* **Task instructions**: Repeat only the lines below from the one containing "Target: yellow beanie" through the one containing "Note: spot the baseball", inclusive, exactly as written.
====== Exercise data ======
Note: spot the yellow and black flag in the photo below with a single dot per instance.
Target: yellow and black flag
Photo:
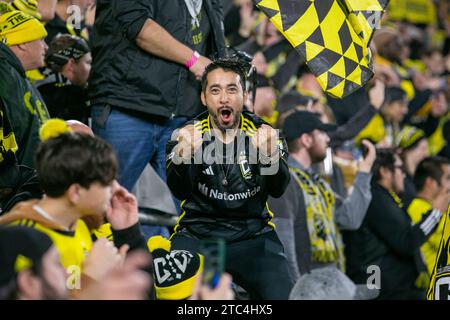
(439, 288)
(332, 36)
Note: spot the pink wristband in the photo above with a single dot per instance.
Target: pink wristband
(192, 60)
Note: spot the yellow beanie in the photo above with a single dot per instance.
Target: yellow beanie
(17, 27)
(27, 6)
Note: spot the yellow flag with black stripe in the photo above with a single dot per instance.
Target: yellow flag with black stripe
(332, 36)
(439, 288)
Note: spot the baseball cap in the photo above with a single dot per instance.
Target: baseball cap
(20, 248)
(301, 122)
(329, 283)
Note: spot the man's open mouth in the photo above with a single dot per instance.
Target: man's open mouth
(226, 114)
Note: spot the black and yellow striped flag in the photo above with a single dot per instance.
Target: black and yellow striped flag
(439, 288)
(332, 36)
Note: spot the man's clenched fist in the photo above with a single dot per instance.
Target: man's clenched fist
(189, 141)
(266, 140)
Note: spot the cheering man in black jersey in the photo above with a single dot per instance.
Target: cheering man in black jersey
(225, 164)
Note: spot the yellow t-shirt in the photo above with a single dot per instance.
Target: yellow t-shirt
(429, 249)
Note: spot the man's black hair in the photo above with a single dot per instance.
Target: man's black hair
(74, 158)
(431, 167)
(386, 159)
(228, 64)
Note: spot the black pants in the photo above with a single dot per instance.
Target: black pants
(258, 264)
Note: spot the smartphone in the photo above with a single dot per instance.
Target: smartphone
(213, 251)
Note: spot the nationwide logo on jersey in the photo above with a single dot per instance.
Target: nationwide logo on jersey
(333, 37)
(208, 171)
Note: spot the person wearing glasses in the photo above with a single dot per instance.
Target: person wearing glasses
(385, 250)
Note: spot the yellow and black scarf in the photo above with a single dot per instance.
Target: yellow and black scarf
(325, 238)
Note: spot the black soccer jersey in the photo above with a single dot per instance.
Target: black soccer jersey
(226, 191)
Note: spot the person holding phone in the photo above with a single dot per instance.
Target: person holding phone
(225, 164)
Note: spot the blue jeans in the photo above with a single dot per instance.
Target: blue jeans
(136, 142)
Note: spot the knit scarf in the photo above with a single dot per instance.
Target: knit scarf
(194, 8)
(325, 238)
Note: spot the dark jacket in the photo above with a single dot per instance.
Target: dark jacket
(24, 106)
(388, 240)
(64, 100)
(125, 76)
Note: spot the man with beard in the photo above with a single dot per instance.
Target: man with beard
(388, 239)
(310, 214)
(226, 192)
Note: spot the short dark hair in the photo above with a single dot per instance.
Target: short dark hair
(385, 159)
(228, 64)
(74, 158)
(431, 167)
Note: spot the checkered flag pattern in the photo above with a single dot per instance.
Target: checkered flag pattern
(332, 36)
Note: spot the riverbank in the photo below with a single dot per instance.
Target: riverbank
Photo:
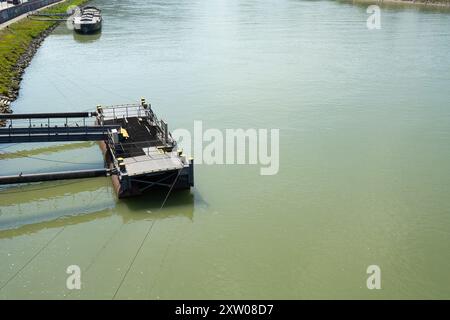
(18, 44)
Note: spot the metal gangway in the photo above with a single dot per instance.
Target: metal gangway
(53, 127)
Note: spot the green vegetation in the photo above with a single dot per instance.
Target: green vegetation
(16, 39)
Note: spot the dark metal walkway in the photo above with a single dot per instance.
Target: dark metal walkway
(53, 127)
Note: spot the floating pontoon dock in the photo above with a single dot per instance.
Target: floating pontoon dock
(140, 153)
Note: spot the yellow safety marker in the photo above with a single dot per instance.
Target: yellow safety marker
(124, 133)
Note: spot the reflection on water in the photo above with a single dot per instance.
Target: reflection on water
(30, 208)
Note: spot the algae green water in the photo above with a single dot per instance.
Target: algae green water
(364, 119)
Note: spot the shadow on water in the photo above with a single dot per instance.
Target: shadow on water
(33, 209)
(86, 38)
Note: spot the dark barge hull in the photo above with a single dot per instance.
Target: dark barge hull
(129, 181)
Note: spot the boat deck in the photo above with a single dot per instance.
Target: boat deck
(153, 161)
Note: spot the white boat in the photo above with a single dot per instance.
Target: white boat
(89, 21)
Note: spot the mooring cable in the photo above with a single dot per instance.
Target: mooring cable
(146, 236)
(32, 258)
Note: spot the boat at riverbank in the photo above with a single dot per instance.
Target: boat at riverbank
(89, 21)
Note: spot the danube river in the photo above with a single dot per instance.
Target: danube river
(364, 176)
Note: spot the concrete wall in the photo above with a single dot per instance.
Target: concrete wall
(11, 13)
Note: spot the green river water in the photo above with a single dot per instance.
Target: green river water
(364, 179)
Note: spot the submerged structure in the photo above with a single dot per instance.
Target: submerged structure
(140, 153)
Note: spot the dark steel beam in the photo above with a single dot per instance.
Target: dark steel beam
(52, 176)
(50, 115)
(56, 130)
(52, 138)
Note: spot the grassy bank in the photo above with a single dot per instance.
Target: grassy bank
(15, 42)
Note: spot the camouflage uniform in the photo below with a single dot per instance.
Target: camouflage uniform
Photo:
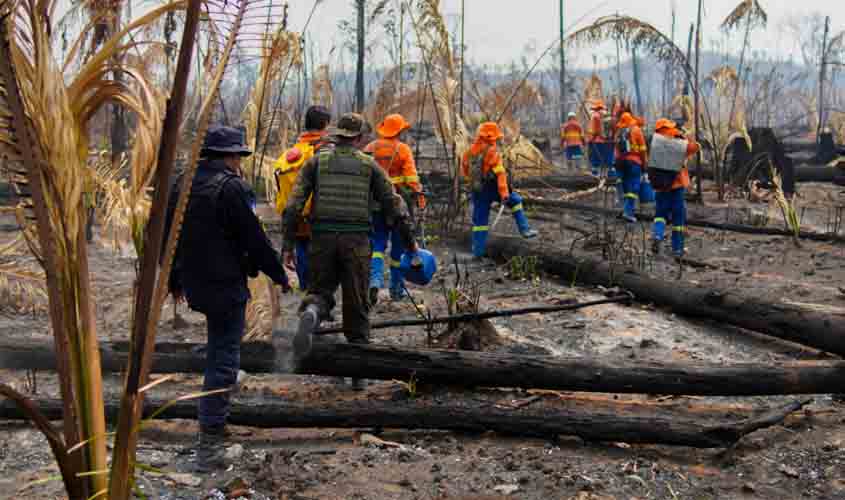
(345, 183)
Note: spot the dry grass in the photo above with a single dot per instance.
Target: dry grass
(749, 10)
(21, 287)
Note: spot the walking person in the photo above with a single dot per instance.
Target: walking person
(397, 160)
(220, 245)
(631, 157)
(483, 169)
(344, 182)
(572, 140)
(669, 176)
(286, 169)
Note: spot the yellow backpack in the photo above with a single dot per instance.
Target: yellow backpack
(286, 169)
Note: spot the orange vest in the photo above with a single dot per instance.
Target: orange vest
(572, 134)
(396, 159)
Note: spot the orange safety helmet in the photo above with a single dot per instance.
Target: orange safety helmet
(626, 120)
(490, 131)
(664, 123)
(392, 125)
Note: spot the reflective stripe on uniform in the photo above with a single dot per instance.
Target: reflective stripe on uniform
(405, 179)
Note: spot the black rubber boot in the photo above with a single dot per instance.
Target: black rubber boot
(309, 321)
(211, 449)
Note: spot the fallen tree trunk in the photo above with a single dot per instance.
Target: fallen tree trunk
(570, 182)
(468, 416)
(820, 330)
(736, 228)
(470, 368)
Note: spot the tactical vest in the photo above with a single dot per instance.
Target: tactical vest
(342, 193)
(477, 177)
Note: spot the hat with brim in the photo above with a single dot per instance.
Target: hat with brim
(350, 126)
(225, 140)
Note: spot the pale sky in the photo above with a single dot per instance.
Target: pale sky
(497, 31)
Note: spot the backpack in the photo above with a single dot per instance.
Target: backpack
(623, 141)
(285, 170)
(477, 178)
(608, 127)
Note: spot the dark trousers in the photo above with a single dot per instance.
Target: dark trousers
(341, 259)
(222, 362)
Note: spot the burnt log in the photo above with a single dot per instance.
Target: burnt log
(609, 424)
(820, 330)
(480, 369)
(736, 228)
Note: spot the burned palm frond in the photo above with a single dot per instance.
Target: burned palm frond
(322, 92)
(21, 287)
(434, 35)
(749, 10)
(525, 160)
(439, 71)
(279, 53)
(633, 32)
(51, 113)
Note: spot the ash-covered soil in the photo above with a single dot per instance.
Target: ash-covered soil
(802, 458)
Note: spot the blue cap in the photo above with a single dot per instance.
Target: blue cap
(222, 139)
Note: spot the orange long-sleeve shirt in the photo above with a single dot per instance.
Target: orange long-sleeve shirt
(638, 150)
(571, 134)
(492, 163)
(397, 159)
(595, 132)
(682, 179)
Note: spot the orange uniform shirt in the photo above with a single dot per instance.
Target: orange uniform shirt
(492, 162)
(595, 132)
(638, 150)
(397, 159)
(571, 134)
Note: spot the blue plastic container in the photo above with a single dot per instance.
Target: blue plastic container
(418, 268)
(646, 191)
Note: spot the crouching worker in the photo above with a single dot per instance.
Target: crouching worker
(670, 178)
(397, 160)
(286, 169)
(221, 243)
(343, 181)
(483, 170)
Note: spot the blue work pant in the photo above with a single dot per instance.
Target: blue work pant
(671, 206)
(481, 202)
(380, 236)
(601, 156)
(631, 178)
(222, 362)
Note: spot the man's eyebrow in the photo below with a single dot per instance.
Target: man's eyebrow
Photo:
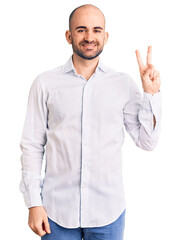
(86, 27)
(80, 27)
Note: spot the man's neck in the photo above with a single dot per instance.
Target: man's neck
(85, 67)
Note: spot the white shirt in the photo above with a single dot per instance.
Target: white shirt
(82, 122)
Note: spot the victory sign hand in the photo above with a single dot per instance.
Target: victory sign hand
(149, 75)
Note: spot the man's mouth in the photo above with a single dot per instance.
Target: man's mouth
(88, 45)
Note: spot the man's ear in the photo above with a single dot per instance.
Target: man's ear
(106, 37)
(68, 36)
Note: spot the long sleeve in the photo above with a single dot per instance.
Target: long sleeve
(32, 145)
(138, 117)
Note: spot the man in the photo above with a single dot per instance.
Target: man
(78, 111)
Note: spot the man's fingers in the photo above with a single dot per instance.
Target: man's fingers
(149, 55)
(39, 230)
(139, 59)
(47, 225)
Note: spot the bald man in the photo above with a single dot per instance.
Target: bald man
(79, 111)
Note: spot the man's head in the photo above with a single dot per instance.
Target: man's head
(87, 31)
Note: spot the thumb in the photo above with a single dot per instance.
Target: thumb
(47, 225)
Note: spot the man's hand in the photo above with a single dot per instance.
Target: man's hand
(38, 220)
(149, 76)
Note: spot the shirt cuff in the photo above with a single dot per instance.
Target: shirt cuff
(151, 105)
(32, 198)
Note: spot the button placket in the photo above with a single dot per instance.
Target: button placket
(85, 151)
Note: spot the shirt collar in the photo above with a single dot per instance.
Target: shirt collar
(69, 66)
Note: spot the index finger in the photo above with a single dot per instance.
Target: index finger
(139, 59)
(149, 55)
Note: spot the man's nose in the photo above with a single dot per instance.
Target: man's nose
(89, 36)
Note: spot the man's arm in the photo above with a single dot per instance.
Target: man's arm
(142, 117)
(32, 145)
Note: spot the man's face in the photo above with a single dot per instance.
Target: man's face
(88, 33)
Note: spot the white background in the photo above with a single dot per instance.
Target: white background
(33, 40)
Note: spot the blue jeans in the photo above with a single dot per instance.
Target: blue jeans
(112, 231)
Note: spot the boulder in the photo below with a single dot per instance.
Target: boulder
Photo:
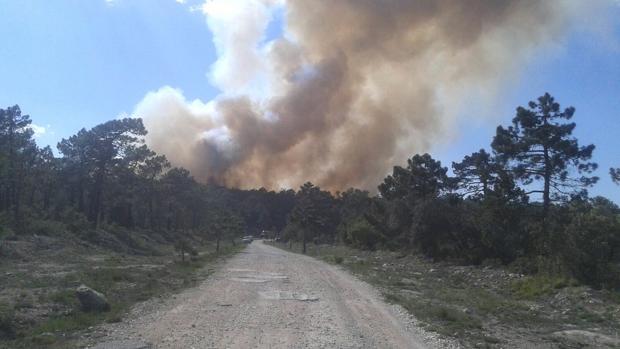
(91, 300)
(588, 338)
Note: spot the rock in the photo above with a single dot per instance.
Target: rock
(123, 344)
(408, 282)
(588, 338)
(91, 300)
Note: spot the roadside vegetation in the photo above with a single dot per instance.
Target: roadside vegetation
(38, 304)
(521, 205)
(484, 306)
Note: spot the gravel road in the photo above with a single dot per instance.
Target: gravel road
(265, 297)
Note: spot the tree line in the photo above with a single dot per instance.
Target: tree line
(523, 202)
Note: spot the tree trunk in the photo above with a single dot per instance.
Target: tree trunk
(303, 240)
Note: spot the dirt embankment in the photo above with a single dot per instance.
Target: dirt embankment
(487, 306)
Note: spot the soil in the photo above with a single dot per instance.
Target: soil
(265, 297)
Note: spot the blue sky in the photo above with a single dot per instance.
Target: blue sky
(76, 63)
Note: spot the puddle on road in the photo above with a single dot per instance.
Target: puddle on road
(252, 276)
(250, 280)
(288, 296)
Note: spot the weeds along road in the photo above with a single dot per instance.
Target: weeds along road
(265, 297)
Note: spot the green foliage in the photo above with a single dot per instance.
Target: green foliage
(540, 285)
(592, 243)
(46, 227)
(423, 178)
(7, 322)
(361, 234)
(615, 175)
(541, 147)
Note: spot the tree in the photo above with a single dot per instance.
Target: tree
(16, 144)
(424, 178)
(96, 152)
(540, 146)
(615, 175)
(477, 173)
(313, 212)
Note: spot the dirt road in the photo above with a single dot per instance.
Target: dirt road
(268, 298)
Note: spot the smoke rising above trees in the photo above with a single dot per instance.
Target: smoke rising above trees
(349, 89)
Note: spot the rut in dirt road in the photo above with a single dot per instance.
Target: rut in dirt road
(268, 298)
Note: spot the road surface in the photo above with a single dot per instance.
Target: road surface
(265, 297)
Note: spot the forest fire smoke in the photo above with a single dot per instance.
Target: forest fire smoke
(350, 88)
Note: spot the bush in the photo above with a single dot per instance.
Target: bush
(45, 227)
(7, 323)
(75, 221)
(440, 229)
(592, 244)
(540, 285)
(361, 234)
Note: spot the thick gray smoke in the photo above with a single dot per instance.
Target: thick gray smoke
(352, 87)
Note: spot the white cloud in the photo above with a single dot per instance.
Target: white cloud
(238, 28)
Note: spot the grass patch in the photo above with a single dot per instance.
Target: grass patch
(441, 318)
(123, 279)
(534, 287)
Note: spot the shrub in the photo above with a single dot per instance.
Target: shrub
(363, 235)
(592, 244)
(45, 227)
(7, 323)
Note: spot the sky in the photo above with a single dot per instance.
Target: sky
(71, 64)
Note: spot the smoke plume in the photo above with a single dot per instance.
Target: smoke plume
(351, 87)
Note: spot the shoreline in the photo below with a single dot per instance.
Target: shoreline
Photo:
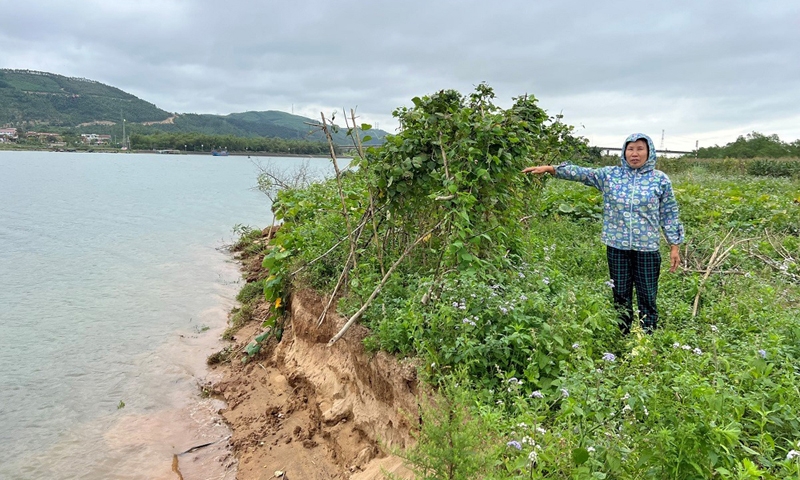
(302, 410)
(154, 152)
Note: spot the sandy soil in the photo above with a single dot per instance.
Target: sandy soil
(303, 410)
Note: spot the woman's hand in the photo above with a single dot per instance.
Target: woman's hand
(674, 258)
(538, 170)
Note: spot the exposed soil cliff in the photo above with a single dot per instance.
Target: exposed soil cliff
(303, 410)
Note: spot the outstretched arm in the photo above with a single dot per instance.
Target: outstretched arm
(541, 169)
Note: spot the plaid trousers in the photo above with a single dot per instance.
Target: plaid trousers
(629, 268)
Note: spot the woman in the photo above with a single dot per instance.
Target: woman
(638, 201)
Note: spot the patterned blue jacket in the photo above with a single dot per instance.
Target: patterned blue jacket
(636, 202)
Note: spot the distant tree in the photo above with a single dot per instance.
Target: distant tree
======
* **Solution below**:
Target: yellow beanie
(17, 27)
(27, 6)
Note: spot the yellow flag with black stripe in the photo above with a single dot per instance.
Target: yellow flag with black stripe
(332, 36)
(439, 288)
Note: spot the baseball cap in the photo above with a single dot per instance.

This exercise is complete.